• [WHAT TO PRODUCE]: In the entries that follow, identify the line containing "Target: red tile roof" and return it together with all later lines, exactly as they appear.

(Dataset items)
※
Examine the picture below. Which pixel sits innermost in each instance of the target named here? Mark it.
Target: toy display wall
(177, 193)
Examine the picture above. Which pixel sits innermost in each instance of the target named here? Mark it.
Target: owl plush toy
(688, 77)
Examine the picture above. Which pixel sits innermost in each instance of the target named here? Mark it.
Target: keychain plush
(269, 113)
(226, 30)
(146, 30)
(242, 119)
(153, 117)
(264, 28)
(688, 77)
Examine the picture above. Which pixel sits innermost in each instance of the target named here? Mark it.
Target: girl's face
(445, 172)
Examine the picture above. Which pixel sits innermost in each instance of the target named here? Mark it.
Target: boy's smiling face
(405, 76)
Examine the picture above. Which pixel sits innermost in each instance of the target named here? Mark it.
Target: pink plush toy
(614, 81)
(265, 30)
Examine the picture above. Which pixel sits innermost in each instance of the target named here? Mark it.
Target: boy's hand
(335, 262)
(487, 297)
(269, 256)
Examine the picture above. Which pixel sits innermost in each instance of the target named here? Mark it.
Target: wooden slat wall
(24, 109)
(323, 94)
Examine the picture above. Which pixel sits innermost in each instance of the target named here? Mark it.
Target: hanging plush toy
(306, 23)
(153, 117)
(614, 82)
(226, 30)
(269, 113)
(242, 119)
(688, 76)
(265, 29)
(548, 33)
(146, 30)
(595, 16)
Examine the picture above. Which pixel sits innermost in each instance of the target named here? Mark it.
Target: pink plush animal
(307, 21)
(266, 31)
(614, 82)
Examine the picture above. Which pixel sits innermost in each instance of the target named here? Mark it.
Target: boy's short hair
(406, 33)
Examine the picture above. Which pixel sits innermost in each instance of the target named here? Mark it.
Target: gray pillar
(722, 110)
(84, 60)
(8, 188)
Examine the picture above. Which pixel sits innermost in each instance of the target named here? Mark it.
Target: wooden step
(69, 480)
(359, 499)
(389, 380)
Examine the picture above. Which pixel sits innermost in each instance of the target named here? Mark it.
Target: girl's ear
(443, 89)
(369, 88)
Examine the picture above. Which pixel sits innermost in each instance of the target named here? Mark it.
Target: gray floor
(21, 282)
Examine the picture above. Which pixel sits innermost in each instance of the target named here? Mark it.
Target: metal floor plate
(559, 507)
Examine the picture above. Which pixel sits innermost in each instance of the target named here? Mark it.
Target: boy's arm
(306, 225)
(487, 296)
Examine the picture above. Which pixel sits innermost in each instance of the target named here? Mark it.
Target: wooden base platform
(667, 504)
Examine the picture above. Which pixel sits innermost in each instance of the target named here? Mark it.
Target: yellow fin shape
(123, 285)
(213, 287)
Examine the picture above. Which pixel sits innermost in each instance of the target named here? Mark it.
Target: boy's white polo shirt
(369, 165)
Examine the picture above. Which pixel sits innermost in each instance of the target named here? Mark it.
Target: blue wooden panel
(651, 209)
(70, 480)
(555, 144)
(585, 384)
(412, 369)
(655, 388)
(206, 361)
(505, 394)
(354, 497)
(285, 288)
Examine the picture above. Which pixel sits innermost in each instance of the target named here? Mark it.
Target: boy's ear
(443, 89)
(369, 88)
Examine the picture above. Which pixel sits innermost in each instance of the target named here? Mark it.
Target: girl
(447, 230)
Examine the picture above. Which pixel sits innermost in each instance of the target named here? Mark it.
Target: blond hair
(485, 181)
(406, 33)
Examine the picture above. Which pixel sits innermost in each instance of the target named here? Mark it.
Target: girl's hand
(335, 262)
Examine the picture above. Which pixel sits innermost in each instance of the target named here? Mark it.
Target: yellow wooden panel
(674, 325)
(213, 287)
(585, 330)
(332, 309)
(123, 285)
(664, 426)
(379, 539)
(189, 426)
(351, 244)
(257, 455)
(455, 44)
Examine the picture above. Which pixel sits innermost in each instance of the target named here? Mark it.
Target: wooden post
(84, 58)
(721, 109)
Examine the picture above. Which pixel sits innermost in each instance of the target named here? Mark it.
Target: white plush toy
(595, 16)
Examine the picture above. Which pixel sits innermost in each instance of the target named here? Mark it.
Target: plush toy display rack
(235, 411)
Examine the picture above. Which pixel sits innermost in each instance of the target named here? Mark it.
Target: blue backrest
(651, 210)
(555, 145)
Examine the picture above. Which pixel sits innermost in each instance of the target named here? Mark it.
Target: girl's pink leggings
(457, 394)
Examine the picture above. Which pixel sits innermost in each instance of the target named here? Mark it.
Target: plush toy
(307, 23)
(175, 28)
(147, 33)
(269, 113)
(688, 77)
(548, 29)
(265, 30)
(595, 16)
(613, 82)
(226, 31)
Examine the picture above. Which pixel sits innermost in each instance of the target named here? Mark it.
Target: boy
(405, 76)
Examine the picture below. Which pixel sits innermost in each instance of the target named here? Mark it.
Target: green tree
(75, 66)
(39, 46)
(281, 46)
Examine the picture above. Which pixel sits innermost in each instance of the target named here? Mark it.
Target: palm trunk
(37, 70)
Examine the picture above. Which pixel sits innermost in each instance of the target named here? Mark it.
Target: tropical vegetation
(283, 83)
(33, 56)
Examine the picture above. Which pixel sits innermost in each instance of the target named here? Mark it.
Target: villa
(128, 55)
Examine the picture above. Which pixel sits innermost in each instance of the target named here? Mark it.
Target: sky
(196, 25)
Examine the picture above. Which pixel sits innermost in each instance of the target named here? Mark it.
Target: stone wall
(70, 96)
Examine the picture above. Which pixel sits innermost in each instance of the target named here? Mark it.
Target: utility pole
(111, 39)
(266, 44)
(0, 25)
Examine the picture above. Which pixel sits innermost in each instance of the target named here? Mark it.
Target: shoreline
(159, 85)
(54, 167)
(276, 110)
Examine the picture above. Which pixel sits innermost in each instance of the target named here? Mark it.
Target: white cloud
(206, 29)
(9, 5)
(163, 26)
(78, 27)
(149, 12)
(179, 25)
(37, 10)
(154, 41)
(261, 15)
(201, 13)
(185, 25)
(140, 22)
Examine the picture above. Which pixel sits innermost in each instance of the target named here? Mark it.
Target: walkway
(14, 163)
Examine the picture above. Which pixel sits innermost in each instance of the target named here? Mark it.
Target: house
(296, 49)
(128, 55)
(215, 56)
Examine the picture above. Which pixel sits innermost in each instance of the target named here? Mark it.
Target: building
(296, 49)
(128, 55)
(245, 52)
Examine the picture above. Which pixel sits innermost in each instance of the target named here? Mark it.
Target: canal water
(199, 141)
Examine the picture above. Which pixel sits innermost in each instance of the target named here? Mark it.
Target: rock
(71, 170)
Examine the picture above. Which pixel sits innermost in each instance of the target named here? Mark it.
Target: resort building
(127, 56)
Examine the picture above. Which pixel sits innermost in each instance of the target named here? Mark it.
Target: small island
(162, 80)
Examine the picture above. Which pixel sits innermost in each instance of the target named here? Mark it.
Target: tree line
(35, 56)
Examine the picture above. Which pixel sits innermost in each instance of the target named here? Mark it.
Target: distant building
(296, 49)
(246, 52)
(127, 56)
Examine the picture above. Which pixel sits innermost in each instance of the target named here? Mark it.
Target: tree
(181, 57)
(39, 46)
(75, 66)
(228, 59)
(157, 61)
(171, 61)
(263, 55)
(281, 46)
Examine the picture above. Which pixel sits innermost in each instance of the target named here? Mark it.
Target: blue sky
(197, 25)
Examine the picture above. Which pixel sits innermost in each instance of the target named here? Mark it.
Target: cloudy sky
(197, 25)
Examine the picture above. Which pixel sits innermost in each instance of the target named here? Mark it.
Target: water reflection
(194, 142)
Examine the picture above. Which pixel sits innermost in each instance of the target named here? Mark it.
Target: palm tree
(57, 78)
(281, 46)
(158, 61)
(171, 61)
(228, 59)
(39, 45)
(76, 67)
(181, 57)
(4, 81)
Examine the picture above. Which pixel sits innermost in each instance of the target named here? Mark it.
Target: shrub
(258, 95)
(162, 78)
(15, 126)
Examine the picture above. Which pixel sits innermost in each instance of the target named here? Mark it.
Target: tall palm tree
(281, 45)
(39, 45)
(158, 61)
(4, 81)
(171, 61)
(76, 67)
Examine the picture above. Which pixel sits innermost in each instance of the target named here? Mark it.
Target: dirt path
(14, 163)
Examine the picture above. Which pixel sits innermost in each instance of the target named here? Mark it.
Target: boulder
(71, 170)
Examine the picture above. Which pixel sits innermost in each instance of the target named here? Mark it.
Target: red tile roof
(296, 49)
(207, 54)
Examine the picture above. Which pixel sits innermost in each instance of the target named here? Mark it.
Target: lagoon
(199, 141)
※
• [WRITTEN REPLY]:
Target: red tile roof
(296, 49)
(207, 54)
Examine the picture above. Which pixel sits innermost in each instance of the target named here? Mark it.
Target: lagoon
(199, 141)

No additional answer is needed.